▶ **Brief**
Would you retype, word for word, the line with "palm tree trunk" and every line after it through the end of the records below?

▶ **Material for this exercise**

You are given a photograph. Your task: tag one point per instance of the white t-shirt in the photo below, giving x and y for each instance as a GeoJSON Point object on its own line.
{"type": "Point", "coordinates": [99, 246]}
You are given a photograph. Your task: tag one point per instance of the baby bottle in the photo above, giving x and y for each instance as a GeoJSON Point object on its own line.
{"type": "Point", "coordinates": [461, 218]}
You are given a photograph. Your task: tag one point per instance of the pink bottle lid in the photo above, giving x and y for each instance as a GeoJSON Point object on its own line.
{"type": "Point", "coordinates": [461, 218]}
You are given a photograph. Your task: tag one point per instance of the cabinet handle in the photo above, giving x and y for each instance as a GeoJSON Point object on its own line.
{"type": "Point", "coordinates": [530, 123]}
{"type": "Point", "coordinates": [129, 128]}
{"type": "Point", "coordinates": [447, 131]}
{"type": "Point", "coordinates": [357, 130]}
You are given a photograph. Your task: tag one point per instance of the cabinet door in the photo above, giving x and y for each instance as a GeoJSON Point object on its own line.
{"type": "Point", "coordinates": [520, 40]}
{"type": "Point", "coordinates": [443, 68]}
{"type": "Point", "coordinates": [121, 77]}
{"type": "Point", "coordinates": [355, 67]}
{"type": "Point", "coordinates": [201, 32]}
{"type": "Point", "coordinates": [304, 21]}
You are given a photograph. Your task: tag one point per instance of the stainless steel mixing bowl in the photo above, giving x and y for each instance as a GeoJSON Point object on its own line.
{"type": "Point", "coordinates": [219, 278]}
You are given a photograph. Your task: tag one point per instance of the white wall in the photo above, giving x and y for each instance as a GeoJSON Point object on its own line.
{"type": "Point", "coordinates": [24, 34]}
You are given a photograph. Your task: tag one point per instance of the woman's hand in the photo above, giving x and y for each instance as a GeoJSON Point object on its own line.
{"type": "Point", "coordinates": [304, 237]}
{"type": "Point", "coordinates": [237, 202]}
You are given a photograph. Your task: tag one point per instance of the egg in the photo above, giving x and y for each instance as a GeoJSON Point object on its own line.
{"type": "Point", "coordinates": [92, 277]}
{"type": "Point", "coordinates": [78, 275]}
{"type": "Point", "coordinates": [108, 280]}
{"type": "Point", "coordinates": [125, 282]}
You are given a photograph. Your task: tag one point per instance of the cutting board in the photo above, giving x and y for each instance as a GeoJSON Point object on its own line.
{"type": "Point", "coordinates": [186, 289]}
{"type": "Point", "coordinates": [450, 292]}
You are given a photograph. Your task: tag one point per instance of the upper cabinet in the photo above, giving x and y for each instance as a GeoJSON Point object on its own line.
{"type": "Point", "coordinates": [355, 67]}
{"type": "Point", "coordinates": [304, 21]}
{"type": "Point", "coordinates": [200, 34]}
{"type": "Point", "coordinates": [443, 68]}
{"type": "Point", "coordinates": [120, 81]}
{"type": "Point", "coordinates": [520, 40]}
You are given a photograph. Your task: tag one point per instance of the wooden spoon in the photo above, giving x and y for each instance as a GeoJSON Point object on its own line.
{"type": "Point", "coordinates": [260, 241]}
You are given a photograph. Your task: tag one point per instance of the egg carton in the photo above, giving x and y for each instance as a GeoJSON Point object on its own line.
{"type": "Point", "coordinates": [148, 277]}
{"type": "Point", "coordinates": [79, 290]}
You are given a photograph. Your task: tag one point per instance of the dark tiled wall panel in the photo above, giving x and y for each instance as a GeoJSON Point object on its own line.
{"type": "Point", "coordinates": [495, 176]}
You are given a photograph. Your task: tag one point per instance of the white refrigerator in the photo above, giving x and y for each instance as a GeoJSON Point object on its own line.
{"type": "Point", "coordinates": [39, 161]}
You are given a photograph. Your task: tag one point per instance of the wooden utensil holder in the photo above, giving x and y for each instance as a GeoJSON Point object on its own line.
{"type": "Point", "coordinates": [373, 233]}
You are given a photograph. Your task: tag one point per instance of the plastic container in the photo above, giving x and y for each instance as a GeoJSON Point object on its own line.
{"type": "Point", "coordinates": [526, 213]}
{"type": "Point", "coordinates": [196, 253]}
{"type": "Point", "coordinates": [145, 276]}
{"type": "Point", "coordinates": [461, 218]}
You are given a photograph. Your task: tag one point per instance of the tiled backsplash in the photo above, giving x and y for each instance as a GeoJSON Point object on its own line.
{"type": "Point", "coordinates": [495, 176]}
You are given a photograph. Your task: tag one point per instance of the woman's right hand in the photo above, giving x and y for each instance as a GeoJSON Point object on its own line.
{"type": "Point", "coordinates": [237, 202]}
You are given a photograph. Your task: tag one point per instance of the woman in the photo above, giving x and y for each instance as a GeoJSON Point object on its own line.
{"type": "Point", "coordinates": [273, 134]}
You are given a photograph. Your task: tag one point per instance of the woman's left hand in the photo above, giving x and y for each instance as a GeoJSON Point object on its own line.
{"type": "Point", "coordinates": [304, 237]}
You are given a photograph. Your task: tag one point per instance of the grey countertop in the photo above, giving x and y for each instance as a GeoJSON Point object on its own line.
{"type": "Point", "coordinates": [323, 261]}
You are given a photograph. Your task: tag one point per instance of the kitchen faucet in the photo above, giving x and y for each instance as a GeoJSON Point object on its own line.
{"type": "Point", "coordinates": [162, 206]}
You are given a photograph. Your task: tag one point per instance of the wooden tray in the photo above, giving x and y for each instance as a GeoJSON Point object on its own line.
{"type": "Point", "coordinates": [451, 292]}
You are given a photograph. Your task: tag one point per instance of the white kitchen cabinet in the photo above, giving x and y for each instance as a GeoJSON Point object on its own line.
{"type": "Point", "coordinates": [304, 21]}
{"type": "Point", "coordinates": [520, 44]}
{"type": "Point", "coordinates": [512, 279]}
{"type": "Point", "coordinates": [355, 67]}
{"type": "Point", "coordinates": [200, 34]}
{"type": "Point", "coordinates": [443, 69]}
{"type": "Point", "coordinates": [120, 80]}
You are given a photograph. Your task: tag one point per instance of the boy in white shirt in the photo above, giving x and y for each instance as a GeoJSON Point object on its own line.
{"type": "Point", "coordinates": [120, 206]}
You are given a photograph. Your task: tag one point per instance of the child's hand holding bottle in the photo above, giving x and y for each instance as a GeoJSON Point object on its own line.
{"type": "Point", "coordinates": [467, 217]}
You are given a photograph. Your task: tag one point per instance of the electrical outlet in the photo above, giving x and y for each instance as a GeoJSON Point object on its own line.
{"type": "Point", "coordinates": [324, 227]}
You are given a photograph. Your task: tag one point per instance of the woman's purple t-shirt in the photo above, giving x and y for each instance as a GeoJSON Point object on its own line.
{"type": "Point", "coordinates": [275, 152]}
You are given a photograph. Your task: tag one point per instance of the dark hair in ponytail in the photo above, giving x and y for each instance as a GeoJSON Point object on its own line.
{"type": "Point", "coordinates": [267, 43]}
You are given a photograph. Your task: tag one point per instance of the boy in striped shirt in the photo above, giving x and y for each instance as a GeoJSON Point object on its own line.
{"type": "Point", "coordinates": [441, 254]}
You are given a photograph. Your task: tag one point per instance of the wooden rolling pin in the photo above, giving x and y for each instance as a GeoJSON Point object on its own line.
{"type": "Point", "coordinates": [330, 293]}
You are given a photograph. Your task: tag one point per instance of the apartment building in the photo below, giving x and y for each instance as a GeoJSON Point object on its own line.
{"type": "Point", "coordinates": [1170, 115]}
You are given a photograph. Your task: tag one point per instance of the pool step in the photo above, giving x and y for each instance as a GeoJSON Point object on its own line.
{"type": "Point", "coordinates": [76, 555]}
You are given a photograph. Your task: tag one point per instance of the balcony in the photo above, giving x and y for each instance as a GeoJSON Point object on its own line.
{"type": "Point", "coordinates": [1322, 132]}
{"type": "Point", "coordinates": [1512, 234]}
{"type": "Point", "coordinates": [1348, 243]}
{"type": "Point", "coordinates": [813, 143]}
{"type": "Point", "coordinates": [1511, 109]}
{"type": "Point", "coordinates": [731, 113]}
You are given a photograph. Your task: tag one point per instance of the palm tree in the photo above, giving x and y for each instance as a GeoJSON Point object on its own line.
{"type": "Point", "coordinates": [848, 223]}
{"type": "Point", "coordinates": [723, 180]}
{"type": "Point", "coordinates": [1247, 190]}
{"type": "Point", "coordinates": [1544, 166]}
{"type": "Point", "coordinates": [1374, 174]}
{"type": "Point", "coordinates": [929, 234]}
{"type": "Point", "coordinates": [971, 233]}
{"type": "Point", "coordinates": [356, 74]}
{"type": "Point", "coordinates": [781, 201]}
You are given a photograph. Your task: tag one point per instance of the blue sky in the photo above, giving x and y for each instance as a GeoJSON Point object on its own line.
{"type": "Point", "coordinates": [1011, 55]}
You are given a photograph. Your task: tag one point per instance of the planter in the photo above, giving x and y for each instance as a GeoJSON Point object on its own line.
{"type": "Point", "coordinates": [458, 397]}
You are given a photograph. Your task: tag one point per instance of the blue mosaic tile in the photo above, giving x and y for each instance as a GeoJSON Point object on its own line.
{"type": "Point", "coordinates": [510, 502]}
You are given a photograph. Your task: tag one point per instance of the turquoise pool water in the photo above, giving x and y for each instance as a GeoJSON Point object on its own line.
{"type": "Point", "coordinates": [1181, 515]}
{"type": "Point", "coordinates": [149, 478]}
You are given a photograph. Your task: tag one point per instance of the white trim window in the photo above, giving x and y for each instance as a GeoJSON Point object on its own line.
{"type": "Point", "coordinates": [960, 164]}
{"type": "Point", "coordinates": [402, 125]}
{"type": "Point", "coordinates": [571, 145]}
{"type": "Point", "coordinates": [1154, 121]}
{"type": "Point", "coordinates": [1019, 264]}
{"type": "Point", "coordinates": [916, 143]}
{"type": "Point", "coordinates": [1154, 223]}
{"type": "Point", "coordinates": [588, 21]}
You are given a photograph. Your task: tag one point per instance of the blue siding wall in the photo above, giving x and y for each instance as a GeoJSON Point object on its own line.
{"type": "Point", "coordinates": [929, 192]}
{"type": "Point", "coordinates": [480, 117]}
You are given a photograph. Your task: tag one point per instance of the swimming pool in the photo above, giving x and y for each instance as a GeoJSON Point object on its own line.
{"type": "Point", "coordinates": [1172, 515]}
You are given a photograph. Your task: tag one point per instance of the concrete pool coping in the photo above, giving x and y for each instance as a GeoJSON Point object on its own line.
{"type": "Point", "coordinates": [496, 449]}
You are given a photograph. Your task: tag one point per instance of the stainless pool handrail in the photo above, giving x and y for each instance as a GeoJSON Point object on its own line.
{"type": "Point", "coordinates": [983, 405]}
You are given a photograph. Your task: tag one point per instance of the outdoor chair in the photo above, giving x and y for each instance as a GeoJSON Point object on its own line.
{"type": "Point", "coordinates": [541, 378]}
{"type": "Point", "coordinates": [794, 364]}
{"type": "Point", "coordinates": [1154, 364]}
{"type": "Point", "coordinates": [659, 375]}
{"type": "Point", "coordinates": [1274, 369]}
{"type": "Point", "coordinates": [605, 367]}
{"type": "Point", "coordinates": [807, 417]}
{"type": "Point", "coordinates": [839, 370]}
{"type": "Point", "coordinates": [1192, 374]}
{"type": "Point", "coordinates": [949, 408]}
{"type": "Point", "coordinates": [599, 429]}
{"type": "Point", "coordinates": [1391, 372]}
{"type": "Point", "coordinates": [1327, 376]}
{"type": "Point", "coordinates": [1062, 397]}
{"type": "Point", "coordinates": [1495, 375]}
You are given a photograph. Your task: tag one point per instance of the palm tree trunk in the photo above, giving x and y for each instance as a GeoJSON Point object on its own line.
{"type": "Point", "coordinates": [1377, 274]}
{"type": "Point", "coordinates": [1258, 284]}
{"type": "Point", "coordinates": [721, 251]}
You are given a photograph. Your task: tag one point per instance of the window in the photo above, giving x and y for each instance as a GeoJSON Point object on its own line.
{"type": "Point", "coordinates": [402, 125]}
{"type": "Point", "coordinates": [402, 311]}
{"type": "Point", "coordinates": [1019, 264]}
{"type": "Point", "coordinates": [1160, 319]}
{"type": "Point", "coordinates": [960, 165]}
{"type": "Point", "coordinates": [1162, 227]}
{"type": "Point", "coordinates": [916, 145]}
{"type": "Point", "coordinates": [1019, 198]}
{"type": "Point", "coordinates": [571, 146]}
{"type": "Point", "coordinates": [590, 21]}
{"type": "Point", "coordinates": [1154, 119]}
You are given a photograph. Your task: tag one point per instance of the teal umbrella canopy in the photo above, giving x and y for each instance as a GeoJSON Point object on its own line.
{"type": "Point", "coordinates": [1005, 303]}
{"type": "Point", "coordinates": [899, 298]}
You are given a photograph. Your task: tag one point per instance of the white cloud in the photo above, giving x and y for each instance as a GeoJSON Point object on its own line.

▶ **Answer to the problem**
You are given a photograph. Your task: tag one point per instance of the palm tree trunk in the photo above, giving x and y for each instance as a GeoJSON Point object on its own line.
{"type": "Point", "coordinates": [1377, 274]}
{"type": "Point", "coordinates": [1258, 284]}
{"type": "Point", "coordinates": [721, 251]}
You are given a photograph. Your task: tag one point per instance of the window in the photo above, giving x and y for each instance as a GeoJSON Point object on its own line.
{"type": "Point", "coordinates": [402, 125]}
{"type": "Point", "coordinates": [402, 311]}
{"type": "Point", "coordinates": [1019, 264]}
{"type": "Point", "coordinates": [1160, 319]}
{"type": "Point", "coordinates": [960, 165]}
{"type": "Point", "coordinates": [1162, 227]}
{"type": "Point", "coordinates": [916, 145]}
{"type": "Point", "coordinates": [1019, 198]}
{"type": "Point", "coordinates": [571, 146]}
{"type": "Point", "coordinates": [590, 21]}
{"type": "Point", "coordinates": [1154, 119]}
You are given a photograph. Your task: tag one point per instance of the teal umbrella canopy in the photo above, giving x and y for each instance as a GeoJSON Point object on its own line.
{"type": "Point", "coordinates": [1005, 303]}
{"type": "Point", "coordinates": [899, 298]}
You are given a photograph. Your task: tag one point per instance of the white cloud in the photo above, giving x and y for each instance as a GeoJSON Point object on its own line.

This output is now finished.